◆ WHAT TO DO
• 1. Summarize the news story below in two sentences.
• 2. Locate every line of the entries below that contains the word "left", treating uppercase and lowercase as different.

◆ READING PASSAGE
◇ ◇ ◇ ◇ ◇ ◇ ◇

Students Cunningham and Schwicht Close National Education Conference

“Maurie and Heidi exemplify the types of students who graduate college and career-ready from New Tech Network schools. They have developed knowledge and thinking, communication, collaboration and personal agency skills,"said Dobyns.

New Tech Network (NTN) announced at its annual national conference (NTAC) held in Chicago, Illinois, that two Compass Academy Students from Idaho Falls, Idaho, had been chosen to keynote the closing session of the conference held July 20-24, 2015.

This year’s conference theme was: Are they Ready -- Preparing All Students for College, Career and Civic Life. 1800 teachers, principals, superintendents, alumni and students attended the conference. Students from the national school network applied for this speaking opportunity. According to Lydia Dobyns, President and CEO of New Tech Network, preparing students with the academic knowledge and the skills to apply that knowledge are important outcomes that all students need to succeed in post-secondary paths.

“Maurie and Heidi exemplify the types of students who graduate college and career-ready from New Tech Network schools. They have developed knowledge and thinking, communication, collaboration and personal agency skills highly valued by colleges and employers,” said Dobyns.

Students Schwicht and Cunningham are seniors at Compass Academy. This is the second consecutive year that student speakers from the Idaho Falls school have been honored with this selection. Students Silas Wright and McKenna Petersen represented student voices at the 2014 closing session for NTAC last year.

“We couldn’t be prouder that our students have been chosen to close this prestigious event. Educators from all over the country gathered to hear our students speak about the skills they will need to navigate life,“ said Principal Matt Bertasso.

For Cunningham and Schwicht, this is the first time either student had visited Chicago, much less presented to an international audience.

“We’ve always had such amazing support and always been challenged from our teachers, and peers. We thank them immensely for their feedback, and dedication to helping all of us at Compass Academy grow and continue to seek challenge in our lives," said Cunningham.

“We were so elated to come to the great city of Chicago and share our idea with educators from across the nation. We love being able to make a difference and have the opportunity to have a small part in the progression of New Tech Schools everywhere,” said Schwicht.

◇ ◇ ◇ ◇ ◇ ◇ ◇

◆ DATA ENTRIES
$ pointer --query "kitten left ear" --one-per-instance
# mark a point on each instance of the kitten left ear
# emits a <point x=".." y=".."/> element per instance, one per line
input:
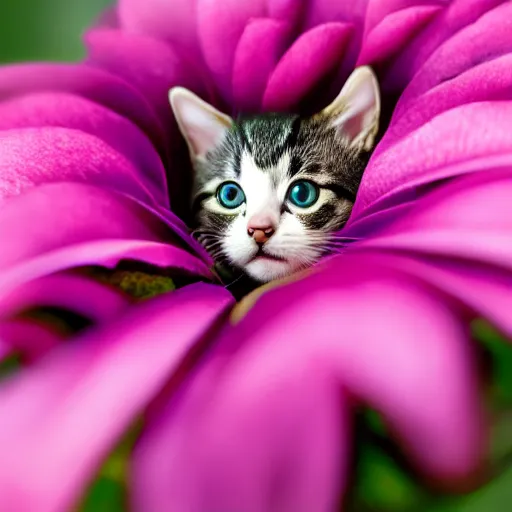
<point x="356" y="110"/>
<point x="202" y="125"/>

◇ ◇ ◇ ◇ ◇ ◇ ◇

◆ TASK SOLUTIONS
• 1. New Tech Network announced at its annual national conference in Chicago, held July 20-24, 2015, that Compass Academy seniors Cunningham and Schwicht of Idaho Falls, Idaho, had been chosen to keynote the closing session. It is the second consecutive year that student speakers from the school have received this honor, and New Tech Network President and CEO Lydia Dobyns praised the two as examples of students who graduate college and career-ready.

• 2.
$ pointer --query "kitten left ear" --one-per-instance
# mark a point on each instance of the kitten left ear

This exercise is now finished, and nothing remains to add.